### Instruction:
According to the mailing-list post below, in which file is the declaration of extent_buffer found?
═══ Source excerpt ═══
All of lore.kernel.org
 help / color / mirror / Atom feed
* Is it a good idea to export certain internal structure declaration to make bcc/ebpf happier?
@ 2019-04-02  7:41 Qu Wenruo
  2019-04-02  7:59 ` Nikolay Borisov
  0 siblings, 1 reply; 6+ messages in thread
From: Qu Wenruo @ 2019-04-02  7:41 UTC (permalink / raw)
  To: linux-btrfs, iovisor-dev


[-- Attachment #1.1: Type: text/plain, Size: 5654 bytes --]

Hi,

I'm recently working on crafting a small bcc based script to show how
btrfs tree block concurrency.

The prototype is here:
https://gist.github.com/adam900710/63db6cdc7d26c4744a53dfc7755fafda

However it has some problems, and cannot be used directly on latest kernel.

- No way to pass btrfs headers into eBPF code.
  This is because the declaration of extent_buffer is in
  `fs/btrfs/extent_io.h`.
  No in the common kernel headers search path.

- eBPF program can't access btrfs_header_owner() helper.
  Even we make eBPF code understand the headers, we can't
  access a lot of kernel functions, like btrfs_header_owner().

So I'm wondering is it possible for us to export extent_buffer
declaration just for possible eBPF usage.

Or is bcc suit strong enough to handle such case?

The diff would be something like this to make above bcc script work:

diff --git a/fs/btrfs/extent_io.c b/fs/btrfs/extent_io.c
index a3e3e95c632e..ba7628434ac9 100644
--- a/fs/btrfs/extent_io.c
+++ b/fs/btrfs/extent_io.c
@@ -13,6 +13,7 @@
 #include <linux/pagevec.h>
 #include <linux/prefetch.h>
 #include <linux/cleancache.h>
+#include <linux/btrfs.h>
 #include "extent_io.h"
 #include "extent_map.h"
 #include "ctree.h"
═══ Provided data ═══
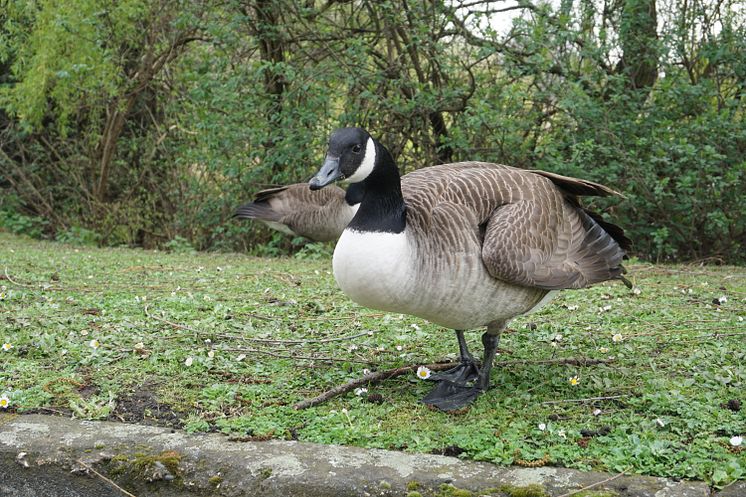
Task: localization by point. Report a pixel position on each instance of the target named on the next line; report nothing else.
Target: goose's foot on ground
(450, 396)
(460, 375)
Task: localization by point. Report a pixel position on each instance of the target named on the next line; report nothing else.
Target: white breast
(373, 268)
(384, 271)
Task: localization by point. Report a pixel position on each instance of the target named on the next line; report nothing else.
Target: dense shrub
(147, 123)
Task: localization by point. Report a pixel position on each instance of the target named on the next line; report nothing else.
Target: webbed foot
(450, 396)
(461, 374)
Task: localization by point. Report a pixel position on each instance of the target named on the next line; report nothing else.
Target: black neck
(354, 194)
(382, 207)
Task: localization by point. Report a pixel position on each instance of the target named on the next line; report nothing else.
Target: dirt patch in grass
(142, 406)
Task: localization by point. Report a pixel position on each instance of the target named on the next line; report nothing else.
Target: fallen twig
(439, 366)
(296, 342)
(368, 379)
(568, 494)
(294, 356)
(587, 399)
(107, 480)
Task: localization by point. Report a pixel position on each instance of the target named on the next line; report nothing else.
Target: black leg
(464, 372)
(449, 395)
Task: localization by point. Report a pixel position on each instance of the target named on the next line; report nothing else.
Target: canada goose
(464, 245)
(293, 209)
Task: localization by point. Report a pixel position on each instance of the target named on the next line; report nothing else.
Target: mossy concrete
(53, 456)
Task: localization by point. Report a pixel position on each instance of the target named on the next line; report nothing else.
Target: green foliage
(20, 224)
(78, 236)
(144, 122)
(669, 380)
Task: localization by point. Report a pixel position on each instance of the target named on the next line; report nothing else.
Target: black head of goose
(464, 245)
(320, 216)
═══
### Complete answer:
fs/btrfs/extent_io.h